*INSTRUCTION*. Each record is to be printed again precisely as it reads.

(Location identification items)
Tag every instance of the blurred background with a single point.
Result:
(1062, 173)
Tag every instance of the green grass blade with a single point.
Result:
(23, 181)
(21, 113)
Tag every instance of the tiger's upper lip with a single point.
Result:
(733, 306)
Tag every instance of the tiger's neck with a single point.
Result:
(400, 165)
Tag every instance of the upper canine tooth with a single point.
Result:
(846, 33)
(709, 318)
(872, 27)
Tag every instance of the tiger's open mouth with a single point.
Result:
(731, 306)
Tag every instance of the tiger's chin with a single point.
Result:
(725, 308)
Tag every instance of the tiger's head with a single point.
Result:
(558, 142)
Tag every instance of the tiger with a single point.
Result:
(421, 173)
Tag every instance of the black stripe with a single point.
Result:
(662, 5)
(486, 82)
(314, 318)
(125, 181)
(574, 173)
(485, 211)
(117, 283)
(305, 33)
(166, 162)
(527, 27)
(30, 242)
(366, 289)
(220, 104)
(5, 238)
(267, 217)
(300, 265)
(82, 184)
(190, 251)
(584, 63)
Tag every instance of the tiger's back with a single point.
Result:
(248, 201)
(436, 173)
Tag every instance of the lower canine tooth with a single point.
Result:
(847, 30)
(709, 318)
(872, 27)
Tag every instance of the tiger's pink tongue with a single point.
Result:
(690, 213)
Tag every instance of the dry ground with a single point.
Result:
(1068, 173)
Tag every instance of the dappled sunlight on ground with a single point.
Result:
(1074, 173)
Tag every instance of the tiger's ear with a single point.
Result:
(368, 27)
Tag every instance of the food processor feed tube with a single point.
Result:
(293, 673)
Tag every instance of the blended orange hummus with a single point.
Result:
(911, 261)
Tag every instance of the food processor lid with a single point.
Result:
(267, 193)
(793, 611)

*RESPONSE TO THE TASK*.
Tag every instance of the blurred background with a single point.
Result:
(1062, 173)
Tag every instance of the green grass blade with a single point.
Result:
(23, 181)
(21, 113)
Tag every instance of the tiger's upper lip with a single point.
Result:
(733, 306)
Tag every instance of the tiger's neck with a single point.
Result:
(400, 165)
Tag every instance of the upper canine tooth with a single point.
Result:
(846, 33)
(709, 318)
(872, 27)
Tag every instance of the tiger's open mouth with a single point.
Result:
(731, 306)
Tag every instance of the tiger's chin with a single point.
Result:
(725, 308)
Tag every instance of the tiger's head with a single point.
Result:
(558, 142)
Tag every instance of the tiger with a single point.
Result:
(421, 173)
Tag every instance of the black stripe with a single point.
Result:
(662, 5)
(486, 82)
(314, 318)
(125, 181)
(574, 173)
(485, 211)
(117, 283)
(305, 33)
(166, 162)
(527, 27)
(30, 242)
(366, 289)
(220, 104)
(5, 238)
(267, 217)
(300, 265)
(82, 184)
(190, 251)
(584, 63)
Tag every instance of the tiger's back with a single point.
Result:
(248, 201)
(436, 173)
Tag every instance of the lower canine tooth with a single point.
Result:
(847, 30)
(709, 318)
(872, 27)
Tag every instance of the tiger's pink tongue with a single point.
Result:
(690, 213)
Tag every instance of the dry ground with a single point.
Result:
(1068, 173)
Tag every instance of the dappled sunlight on ground with a single point.
Result:
(1074, 173)
Tag every instance of the tiger's ear with a single point.
Result:
(368, 27)
Tag every instance of the food processor feed tube with a single point.
Result:
(293, 673)
Tag every instance of the blended orange hummus with a single point.
Result:
(911, 261)
Tag every instance of the food processor lid with a single point.
Result:
(267, 193)
(793, 611)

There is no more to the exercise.